* **WHAT TO WORK ON**
Pull out every line of the records below that contains the word "dark", and copy each one in full. Case matters, so only lines that match it letter for letter count.

* **SUPPLIED RECORDS**
__________
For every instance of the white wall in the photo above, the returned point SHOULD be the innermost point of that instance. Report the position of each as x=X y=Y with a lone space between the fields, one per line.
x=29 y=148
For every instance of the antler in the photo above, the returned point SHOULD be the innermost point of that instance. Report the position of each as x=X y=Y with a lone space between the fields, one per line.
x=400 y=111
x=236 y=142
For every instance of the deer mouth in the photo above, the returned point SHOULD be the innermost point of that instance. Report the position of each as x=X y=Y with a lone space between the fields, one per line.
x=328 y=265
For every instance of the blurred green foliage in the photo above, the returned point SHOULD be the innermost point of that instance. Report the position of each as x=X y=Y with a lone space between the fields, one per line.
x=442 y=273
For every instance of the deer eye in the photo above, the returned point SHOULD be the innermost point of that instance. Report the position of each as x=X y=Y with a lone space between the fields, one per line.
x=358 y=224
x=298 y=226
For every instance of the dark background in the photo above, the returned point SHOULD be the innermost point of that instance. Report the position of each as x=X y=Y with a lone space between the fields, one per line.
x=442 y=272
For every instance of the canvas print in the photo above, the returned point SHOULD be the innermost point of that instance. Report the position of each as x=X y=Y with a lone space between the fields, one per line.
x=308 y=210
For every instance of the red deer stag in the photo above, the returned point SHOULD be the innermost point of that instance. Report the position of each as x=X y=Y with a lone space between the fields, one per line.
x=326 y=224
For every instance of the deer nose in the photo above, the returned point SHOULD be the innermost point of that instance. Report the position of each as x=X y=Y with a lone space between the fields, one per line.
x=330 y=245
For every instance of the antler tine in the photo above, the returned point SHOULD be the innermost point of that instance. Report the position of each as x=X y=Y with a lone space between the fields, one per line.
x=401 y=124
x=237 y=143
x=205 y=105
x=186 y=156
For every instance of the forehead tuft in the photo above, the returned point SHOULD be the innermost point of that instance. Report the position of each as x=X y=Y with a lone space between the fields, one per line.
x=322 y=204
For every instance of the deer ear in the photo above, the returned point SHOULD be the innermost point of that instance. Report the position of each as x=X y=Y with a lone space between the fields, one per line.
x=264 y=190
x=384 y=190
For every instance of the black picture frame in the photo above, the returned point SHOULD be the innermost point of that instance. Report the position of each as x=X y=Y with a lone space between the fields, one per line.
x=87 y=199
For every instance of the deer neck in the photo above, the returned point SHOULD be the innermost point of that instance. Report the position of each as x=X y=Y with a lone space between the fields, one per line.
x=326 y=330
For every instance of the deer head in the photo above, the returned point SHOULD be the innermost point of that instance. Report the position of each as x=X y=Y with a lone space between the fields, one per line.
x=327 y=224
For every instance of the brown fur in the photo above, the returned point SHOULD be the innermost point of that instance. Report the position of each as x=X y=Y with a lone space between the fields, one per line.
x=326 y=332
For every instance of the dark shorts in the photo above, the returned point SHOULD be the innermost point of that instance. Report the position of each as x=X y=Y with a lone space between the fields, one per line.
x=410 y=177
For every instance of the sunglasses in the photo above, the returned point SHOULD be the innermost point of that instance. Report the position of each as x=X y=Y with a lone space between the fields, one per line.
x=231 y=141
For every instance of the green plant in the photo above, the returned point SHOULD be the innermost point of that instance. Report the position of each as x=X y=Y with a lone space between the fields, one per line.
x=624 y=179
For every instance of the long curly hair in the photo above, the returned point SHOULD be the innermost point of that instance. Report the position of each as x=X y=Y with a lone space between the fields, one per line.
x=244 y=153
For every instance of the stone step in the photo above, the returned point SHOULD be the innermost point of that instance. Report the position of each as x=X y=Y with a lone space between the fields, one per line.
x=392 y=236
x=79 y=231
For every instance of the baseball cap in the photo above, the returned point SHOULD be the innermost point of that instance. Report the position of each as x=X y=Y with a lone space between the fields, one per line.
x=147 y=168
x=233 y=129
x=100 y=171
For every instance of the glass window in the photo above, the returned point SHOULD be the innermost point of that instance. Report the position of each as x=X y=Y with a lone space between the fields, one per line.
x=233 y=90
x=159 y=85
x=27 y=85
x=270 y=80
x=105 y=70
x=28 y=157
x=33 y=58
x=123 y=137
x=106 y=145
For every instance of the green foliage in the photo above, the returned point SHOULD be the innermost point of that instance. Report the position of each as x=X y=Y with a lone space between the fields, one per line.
__________
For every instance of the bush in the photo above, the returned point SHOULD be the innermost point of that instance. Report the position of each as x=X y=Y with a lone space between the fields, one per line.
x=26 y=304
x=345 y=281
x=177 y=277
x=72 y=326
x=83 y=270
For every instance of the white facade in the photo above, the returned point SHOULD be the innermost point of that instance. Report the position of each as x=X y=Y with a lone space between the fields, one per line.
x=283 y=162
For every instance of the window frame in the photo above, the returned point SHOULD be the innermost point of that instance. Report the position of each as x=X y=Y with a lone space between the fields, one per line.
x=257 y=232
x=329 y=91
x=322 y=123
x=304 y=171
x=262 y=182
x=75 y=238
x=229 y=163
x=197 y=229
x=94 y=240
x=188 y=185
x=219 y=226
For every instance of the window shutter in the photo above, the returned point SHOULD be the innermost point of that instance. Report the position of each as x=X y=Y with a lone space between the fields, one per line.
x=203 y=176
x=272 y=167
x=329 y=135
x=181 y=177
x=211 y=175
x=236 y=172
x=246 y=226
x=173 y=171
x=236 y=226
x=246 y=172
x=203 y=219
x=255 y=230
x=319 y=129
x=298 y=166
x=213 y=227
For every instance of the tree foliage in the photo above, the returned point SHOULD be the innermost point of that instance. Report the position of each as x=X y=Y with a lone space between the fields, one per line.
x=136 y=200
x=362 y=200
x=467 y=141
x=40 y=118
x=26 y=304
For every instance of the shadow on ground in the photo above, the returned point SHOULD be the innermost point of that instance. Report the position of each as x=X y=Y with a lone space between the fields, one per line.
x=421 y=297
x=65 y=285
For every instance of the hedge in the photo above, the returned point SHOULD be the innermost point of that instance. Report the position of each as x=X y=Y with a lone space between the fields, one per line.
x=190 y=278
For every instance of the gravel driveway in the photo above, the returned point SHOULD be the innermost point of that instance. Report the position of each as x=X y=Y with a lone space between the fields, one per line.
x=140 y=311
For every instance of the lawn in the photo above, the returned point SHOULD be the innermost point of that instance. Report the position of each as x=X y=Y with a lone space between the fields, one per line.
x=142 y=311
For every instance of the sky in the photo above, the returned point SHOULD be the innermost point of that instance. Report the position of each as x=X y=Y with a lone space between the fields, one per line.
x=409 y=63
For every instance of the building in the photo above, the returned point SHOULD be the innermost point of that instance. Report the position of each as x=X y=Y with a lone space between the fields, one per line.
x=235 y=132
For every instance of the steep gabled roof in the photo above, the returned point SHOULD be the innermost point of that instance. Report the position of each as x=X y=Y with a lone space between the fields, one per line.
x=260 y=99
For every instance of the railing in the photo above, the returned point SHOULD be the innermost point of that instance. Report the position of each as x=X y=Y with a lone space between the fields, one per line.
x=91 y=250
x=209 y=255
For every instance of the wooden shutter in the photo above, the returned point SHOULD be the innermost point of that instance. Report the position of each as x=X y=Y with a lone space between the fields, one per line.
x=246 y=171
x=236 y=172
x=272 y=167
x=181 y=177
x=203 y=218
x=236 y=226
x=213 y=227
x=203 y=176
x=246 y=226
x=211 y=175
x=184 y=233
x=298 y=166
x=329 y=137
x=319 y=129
__________
* **THE OUTPUT**
For every instance of the dark background in the photo above, the returned point SHOULD be the innermost point of that instance. Report the position of each as x=X y=Y with a lone space between the fields, one per line.
For every instance of the dark shorts in the photo above, the returned point SHOULD be the innermost point of that instance. Report the position of each as x=X y=Y with a lone space between the fields, one per line.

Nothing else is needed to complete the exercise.